§ **Records from a data collection**
* * *

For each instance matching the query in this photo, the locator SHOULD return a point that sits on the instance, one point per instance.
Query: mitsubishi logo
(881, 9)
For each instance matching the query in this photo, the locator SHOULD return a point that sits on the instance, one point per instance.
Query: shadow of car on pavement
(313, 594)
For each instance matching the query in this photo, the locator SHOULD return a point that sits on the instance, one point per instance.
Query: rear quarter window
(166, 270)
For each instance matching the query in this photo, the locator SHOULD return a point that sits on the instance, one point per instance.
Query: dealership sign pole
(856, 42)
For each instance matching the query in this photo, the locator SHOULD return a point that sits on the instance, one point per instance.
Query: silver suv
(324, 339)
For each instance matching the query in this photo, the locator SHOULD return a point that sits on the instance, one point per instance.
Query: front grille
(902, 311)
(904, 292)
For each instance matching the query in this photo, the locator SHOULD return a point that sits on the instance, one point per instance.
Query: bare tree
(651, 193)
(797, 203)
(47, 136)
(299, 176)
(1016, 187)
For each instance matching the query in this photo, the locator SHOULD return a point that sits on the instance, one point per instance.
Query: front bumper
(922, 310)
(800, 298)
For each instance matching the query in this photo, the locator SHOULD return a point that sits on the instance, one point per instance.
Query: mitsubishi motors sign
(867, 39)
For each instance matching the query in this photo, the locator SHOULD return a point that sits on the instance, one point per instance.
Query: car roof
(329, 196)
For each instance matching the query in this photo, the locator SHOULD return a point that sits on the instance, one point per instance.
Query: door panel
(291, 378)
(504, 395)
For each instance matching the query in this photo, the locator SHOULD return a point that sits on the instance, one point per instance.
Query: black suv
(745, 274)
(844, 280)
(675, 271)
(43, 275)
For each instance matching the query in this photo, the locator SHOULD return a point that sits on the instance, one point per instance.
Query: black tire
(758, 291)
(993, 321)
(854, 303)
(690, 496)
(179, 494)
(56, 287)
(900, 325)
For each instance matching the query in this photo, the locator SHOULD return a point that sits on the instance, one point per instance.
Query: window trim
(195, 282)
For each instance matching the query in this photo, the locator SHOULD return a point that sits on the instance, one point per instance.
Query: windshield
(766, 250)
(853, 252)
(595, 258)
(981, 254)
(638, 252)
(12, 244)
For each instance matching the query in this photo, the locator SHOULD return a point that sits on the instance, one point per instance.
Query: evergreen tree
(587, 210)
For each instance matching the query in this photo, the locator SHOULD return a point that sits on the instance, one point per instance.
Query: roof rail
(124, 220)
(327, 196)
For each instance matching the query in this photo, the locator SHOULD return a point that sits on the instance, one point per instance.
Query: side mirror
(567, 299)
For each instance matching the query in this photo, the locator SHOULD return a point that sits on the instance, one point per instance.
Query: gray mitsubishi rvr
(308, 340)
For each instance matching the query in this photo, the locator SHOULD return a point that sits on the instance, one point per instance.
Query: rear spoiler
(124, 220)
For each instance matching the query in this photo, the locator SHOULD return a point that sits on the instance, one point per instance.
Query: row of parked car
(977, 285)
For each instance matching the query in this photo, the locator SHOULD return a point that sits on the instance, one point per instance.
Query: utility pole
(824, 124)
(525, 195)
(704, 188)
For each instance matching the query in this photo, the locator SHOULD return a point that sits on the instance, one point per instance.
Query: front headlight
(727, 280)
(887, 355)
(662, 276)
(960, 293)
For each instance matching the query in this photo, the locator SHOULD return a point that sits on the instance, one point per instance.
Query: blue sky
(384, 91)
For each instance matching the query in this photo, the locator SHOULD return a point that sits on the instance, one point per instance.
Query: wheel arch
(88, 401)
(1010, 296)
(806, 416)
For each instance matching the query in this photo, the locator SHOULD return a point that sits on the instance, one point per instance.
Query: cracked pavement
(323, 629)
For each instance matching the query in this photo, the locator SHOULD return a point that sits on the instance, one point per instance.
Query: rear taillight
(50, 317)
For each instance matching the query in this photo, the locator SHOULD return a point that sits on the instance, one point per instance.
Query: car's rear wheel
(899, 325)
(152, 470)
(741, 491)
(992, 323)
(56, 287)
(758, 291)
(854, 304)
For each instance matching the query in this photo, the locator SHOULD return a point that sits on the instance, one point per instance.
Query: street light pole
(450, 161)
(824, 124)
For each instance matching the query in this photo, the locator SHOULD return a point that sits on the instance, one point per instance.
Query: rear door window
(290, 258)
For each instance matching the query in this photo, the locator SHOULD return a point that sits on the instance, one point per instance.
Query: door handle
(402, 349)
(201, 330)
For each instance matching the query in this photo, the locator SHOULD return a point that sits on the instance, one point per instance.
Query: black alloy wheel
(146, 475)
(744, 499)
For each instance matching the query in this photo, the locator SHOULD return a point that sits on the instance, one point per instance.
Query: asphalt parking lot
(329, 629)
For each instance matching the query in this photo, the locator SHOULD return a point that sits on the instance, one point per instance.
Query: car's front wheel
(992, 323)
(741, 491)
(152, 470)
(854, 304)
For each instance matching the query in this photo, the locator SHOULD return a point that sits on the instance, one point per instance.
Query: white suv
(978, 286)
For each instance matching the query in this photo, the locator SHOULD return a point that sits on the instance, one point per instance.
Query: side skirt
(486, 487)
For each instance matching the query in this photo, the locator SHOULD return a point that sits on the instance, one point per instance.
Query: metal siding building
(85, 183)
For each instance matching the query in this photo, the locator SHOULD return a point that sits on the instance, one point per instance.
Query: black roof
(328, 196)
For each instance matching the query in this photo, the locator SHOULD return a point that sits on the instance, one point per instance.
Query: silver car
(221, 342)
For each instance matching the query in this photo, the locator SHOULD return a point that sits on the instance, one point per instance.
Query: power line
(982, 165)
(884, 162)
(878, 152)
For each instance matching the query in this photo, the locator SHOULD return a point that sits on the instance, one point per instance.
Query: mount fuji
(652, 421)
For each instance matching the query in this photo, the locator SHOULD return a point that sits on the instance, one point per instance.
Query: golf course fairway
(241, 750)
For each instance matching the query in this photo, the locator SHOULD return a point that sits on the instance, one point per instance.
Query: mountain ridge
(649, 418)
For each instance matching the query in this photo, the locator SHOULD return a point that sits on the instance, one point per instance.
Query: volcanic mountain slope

* * *

§ **Goal**
Write out the whole listing exactly.

§ **Correct result**
For each instance matching the query in this photo, the locator SHOULD return a point that sits on the instance, one point per instance.
Query: mitsubishi logo
(881, 9)
For each instance matching the query in this photo, the locator SHOULD return a point that sits on the instance, one point per instance.
Query: shadow of car on pavement
(313, 594)
For each instance matching the query in this photo, the locator SHOULD return a point that sits on the instance, one point per instance.
Query: rear quarter window
(166, 270)
For each instance matching the query in this photo, the locator SHOULD return a point that sits on the instance, one point per instance.
Query: dealership sign pole
(856, 42)
For each instance matching the query in this photo, the locator SHOULD return a point that sits on the instance, one point per instance.
Query: silver suv
(324, 339)
For each instance matching the query in this photo, the locator SHOULD return a point that sits on the instance, one point per instance.
Query: front grille
(902, 311)
(904, 292)
For each instance matching the query in this photo, the locator SHOULD return a point that sits on the instance, one point per instance.
Query: bare tree
(651, 193)
(797, 203)
(47, 136)
(299, 176)
(1016, 187)
For each instance matching the query in this photo, the locator SHOULD return a point that sits on the instance, one point per instance.
Query: front bumper
(922, 310)
(800, 298)
For each instance matching the query in this photo, the locator SHOULD return a point that sits on the instance, one point per instance.
Query: mitsubishi motors sign
(867, 39)
For each instance matching the query in this photo, the locator SHOULD return a point that sits on the instance, one point per instance.
Query: car roof
(329, 196)
For each instance matching the query in this photo, the locator SHOULD return a point that sits on the instance, one point per instance.
Query: door panel
(291, 378)
(504, 395)
For each instance matching the query in this photo, the locator SHOULD return a point that sits on the instance, one point per instance.
Query: black suv
(745, 274)
(844, 280)
(675, 271)
(43, 275)
For each instance matching the query in this photo, the locator SHOULD return a point that sits on the instance, one point per instance.
Query: black tire
(758, 291)
(993, 321)
(854, 303)
(690, 496)
(179, 494)
(56, 287)
(900, 325)
For each instance matching the query in this photo, the locator SHOULD return a point that sits on the instance, one point per instance.
Query: window trim
(195, 282)
For each instance matching the query in this photo, the locator SHOULD return a point that sits on the instance, one point per instance.
Query: windshield
(766, 250)
(853, 252)
(595, 258)
(981, 254)
(638, 252)
(12, 244)
For each instance matching the query in this photo, the locator SHOULD return a point that sits on the instance, one point per instance.
Query: evergreen tree
(587, 210)
For each instance matching the query in this photo, the locator SHOULD return a point that sits on the instance, one point per instance.
Query: roof rail
(124, 220)
(327, 196)
For each instance matching the query in this photo, the locator SHOULD return a point that sits on the instance, one point per instance.
Query: side mirror
(567, 299)
For each instance matching the query in this photo, the locator SHOULD return a point that sits on the instance, one point per instance.
Query: gray mitsubishi rvr
(308, 340)
For each instance matching the query in this photo, the locator SHOULD return a point that sits on the instance, one point per instance.
Query: rear spoiler
(124, 220)
For each instance matching the query in this photo, the locator SHOULD return a point that sits on the instance, one point per instance.
Query: row of parked car
(977, 285)
For each instance matching the query in this photo, the locator SHOULD return a point that sits on the instance, one point per instance.
Query: utility pole
(824, 124)
(525, 195)
(704, 188)
For each instance matching the query in this photo, the locator SHOULD return a point that sits on the instance, one point per instance.
Query: front headlight
(727, 280)
(887, 355)
(662, 276)
(960, 293)
For each instance matching the query in this photo, the locator SHOULD return a point that sits on the instance, one point per instance.
Query: blue sky
(384, 91)
For each instance matching the query in this photo, the locator SHOULD return a point that sits on the instance, one point per instance.
Query: wheel arch
(88, 401)
(1010, 296)
(806, 416)
For each instance matching the query in this photo, the locator SHOULD return a point that sits on the instance, one point per instance.
Query: cracked pavement
(323, 629)
For each instance matching the query in this photo, the locator SHOULD return a point that sits on the instance, one point per instance.
Query: rear taillight
(50, 317)
For each instance matching the query in this photo, the locator SHOULD return a point that sits on the instance, one point per instance.
Query: car's rear wheel
(899, 325)
(152, 470)
(741, 491)
(992, 323)
(56, 287)
(758, 291)
(854, 304)
For each instance matching the query in this photo, the locator SHOULD return a point that sits on the instance, one point per instance.
Query: street light pole
(450, 161)
(824, 124)
For each instance matching the query in this photo, the locator SHOULD return a point that sits on the instance, one point per instance.
Query: rear door window
(290, 258)
For each instance matching the query in this photo, the locator SHOULD return a point that sits on the instance, one point per instance.
Query: door handle
(402, 349)
(201, 330)
For each instance matching the query in this photo, the locator SHOULD return a point that sits on the instance, one point per instance.
Query: black alloy wheel
(146, 475)
(744, 499)
For each instance matching the query in this photo, the locator SHOULD return a point that sits on the instance, one point per instance.
Query: asphalt parking lot
(329, 629)
For each instance matching the query in this photo, the locator SHOULD return a point that sits on the instance, one point per instance.
Query: car's front wheel
(992, 323)
(741, 491)
(152, 470)
(854, 304)
For each instance matching the query in this photo, the locator SHOULD return a point that sits on the instance, one point per instance.
Query: white suv
(978, 286)
For each instance matching the query in this photo, the locator SHOULD return a point that sits on the instance, one point per instance.
Query: side skirt
(486, 487)
For each instance matching the query in this photo, the locator SHOULD return a point that sits on the instance, one point per instance.
Query: metal siding building
(85, 183)
For each instance matching the query in this photo, the locator SHOULD return a point that sits on the instance, one point per instance.
Query: black roof
(328, 196)
For each instance matching the query in this photo, the locator SHOULD return a point that sits on the instance, one point per instance.
Query: silver car
(221, 342)
For each instance matching the query in this photo, the locator SHOULD return a point that sits on the instance, one point per instance.
Query: power line
(982, 165)
(884, 162)
(878, 152)
For each instance matching the query in this photo, the locator SHOULD return a point that sits on the instance, one point per instance.
Query: mount fuji
(652, 421)
For each instance matching the query in this photo, the locator SHOULD return a point that sits on the instance, one point per instance.
Query: golf course fairway
(241, 750)
For each instance matching the query in this photo, the locator SHOULD return a point that sits on the instance, one point per instance.
Query: mountain ridge
(649, 418)
For each instance matching the query in this photo, the locator SHOULD return a point that sits on the instance, one point per instance.
Query: volcanic mountain slope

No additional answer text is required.